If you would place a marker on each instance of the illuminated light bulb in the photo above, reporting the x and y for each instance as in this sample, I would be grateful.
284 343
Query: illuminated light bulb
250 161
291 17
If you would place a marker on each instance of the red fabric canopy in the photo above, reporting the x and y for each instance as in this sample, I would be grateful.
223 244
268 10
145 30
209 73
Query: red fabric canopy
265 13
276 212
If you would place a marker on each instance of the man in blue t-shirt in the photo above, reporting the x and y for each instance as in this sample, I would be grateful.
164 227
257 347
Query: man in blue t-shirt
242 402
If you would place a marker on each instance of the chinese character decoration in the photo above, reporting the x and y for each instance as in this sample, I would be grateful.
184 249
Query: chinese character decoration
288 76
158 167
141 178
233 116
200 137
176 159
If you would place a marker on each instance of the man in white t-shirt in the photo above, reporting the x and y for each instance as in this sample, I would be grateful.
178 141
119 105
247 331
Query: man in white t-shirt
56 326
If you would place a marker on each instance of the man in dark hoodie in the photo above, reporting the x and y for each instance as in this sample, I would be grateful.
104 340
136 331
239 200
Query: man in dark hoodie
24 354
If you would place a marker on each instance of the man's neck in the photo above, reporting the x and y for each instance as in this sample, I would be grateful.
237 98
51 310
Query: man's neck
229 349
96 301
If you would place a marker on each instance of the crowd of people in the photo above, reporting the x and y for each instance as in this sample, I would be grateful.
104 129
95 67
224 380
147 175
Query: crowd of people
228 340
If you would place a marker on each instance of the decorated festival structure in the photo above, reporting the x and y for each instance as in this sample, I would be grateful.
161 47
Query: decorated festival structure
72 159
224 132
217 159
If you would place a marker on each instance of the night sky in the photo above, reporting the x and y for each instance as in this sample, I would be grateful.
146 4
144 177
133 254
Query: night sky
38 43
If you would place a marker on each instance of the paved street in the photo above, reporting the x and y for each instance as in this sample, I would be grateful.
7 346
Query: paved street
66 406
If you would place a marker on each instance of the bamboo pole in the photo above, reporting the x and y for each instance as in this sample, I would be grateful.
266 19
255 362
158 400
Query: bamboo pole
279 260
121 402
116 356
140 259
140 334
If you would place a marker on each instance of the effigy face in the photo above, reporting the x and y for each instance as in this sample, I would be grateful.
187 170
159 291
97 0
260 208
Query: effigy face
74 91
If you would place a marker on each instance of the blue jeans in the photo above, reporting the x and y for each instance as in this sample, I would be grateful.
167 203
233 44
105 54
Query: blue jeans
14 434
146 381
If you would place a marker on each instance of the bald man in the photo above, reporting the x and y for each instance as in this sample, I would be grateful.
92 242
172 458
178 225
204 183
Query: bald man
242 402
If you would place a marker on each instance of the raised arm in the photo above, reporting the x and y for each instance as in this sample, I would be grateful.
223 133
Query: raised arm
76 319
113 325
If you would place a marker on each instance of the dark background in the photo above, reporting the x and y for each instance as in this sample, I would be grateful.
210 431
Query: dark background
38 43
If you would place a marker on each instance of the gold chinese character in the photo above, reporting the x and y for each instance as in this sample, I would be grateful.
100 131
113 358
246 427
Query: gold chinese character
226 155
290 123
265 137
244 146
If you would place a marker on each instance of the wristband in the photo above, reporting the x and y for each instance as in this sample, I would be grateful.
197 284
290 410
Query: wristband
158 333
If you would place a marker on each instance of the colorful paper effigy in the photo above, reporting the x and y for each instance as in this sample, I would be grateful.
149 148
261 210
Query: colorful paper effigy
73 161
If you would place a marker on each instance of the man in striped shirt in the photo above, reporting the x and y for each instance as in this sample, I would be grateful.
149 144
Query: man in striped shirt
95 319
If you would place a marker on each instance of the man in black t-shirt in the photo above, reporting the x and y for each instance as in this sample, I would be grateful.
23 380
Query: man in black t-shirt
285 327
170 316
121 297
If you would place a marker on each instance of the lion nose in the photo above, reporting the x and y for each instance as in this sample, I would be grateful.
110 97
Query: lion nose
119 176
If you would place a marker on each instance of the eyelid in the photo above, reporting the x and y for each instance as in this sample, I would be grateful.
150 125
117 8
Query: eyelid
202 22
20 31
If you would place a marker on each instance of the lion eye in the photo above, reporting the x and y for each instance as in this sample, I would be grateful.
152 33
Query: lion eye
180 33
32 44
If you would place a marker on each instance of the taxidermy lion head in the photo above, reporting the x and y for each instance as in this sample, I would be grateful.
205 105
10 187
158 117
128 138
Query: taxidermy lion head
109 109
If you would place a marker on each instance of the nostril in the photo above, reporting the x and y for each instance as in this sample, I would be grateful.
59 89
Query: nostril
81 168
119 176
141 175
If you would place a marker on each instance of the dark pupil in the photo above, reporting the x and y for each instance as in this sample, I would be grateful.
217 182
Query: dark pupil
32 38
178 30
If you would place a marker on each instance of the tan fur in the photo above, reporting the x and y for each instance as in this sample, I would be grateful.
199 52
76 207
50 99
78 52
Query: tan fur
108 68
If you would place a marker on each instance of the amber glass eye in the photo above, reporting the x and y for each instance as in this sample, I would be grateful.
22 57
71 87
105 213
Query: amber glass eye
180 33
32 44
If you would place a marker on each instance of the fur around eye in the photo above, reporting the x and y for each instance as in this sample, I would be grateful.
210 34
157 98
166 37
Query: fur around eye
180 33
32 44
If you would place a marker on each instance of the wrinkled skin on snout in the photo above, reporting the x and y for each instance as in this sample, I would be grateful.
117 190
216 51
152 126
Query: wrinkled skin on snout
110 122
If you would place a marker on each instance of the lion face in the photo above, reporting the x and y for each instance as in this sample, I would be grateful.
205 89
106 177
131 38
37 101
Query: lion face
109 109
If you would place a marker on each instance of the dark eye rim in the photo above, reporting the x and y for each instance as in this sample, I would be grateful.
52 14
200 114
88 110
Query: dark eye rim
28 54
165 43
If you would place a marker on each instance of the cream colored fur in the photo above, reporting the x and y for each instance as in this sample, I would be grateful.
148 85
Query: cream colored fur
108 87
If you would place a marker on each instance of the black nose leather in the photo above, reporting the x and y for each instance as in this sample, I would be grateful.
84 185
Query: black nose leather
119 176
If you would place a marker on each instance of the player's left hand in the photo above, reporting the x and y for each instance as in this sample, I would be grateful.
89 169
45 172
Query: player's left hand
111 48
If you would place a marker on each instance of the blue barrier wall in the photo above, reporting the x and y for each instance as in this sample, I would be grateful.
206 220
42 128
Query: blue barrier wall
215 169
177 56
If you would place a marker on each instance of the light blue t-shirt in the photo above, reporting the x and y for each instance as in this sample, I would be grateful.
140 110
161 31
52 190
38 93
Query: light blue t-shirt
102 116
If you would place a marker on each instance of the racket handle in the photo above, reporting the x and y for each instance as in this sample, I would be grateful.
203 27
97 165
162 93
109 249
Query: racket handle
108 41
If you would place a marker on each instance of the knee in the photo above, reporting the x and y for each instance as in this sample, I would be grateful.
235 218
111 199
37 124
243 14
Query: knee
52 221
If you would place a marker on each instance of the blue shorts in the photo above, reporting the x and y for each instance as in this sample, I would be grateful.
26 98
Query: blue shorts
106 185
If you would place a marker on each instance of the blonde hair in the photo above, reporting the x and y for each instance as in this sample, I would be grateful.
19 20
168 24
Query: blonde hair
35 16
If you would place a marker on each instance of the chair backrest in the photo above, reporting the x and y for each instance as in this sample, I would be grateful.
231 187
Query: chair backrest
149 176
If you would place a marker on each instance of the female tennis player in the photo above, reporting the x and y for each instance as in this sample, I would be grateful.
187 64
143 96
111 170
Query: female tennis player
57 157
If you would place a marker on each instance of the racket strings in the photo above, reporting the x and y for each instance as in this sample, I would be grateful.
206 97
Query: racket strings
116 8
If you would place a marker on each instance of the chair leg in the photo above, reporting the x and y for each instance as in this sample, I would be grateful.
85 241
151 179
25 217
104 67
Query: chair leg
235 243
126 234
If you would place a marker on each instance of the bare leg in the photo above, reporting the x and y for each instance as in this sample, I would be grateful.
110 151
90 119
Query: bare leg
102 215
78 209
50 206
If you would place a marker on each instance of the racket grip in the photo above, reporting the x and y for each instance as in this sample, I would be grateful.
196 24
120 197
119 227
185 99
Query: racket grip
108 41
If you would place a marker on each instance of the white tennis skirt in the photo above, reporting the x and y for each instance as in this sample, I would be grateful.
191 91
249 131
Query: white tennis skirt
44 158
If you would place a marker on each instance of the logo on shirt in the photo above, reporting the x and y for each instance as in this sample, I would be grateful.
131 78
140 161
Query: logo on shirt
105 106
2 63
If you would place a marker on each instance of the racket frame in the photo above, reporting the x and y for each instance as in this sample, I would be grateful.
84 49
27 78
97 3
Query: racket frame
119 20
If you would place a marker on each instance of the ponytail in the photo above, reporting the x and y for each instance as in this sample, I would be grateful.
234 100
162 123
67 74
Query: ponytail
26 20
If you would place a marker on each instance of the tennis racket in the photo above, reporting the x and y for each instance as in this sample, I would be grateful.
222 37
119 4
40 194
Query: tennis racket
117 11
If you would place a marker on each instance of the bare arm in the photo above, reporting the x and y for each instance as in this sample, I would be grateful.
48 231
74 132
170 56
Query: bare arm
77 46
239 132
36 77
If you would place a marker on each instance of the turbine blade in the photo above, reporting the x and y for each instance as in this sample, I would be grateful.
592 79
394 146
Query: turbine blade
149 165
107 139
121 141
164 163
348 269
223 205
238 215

━━━━━━━━

-- WORK REQUEST --
Everything from the line with "Query: racket grip" through the end of the listing, both ends included, needs to be transcribed exactly, with no other lines.

-- EXERCISE OUTPUT --
Query: racket grip
108 41
If you would place a marker on each instance of the white tennis skirt in the photo above, reporting the x and y for each instance as in this sample, I would be grateful.
191 91
249 131
Query: white tennis skirt
44 158
If you would place a marker on each instance of the logo on shirt in the photo above, reporting the x and y for each instance as in this sample, I would be grateful.
131 78
140 161
Query: logo on shirt
105 106
2 63
If you would place a marker on each instance of the racket frame in the photo above, reporting the x and y for each instance as in this sample, I would be grateful.
84 49
27 78
97 3
Query: racket frame
119 20
If you would place a marker on each instance of the ponytail in the photo above, reporting the x and y for each instance as in this sample, I would be grateful.
234 100
162 123
67 74
Query: ponytail
26 20
If you would place a marker on each instance of the tennis racket in the photo above, reporting the x and y for each instance as in this sample, I would be grateful.
222 37
119 4
40 194
Query: tennis racket
117 11
If you would place a marker on each instance of the bare arm in the photo above, reporting the x and y for each instance as in this sample, I would be grateful.
48 231
74 132
170 56
Query: bare arm
77 46
239 132
36 77
If you would place a marker on each instance of the turbine blade in the photo above, reporting the x and y for each instance as in this sample, I would be grateful.
592 79
394 146
Query: turbine blade
149 165
107 139
121 141
164 163
348 269
223 205
238 215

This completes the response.